December 1, 2017, will mark the 20th anniversary of the Heath High School shooting in Paducah, Kentucky. Three students were killed and five were injured. It was one of the first mass school shootings in the string of dozens of school shootings in the U.S. the past two decades.
The beacon of hope that day for the city, the nation and the world was Missy Jenkins Smith, who was paralyzed from the chest down. Missy immediately and courageously forgave the 14-year-old boy who shot her, making the conscious decision that his actions were not going to define who she would become. It’s a hope that is shining brighter than ever today.
Following her award-winning memoir I Choose to be Happy in 2008, Missy has published her second book titled, Lessons from a School Shooting Survivor: How to Find the Good in Others and Live a Life of Love and Peace.
Crafted for a teenage audience with classroom activities at the end of each chapter, Missy shares fresh stories about her life since the shooting as they relate to the principles of listening, empathy, forgiveness, laughter, optimism, and kindness. Inspired by the incessant negativity that has blanketed our country the past year, Missy is trying to encourage our youth to create a narrative of their own lives and the lives around them that is based on love and peace.

▶ _Written exercise 1_
Repeat all of the rows below word for word, and leave the pictures out of your answer.

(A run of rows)
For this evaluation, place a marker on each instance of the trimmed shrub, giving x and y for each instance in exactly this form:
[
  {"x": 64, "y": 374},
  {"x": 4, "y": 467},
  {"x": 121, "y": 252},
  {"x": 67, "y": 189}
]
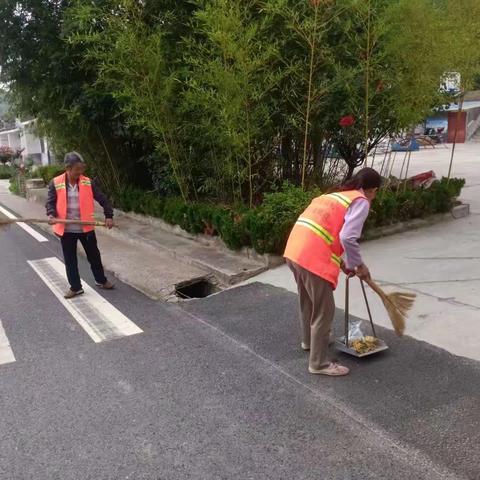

▶ _Written exercise 2_
Reproduce the article on the Heath High School shooting anniversary word for word between "The beacon of" and "than ever today.", inclusive.

▶ _Task solution 1_
For this evaluation, place a marker on each instance of the trimmed shrub, giving x and y for each instance in exactly this form:
[
  {"x": 64, "y": 374},
  {"x": 4, "y": 467},
  {"x": 121, "y": 252},
  {"x": 67, "y": 189}
]

▶ _Task solution 2_
The beacon of hope that day for the city, the nation and the world was Missy Jenkins Smith, who was paralyzed from the chest down. Missy immediately and courageously forgave the 14-year-old boy who shot her, making the conscious decision that his actions were not going to define who she would become. It’s a hope that is shining brighter than ever today.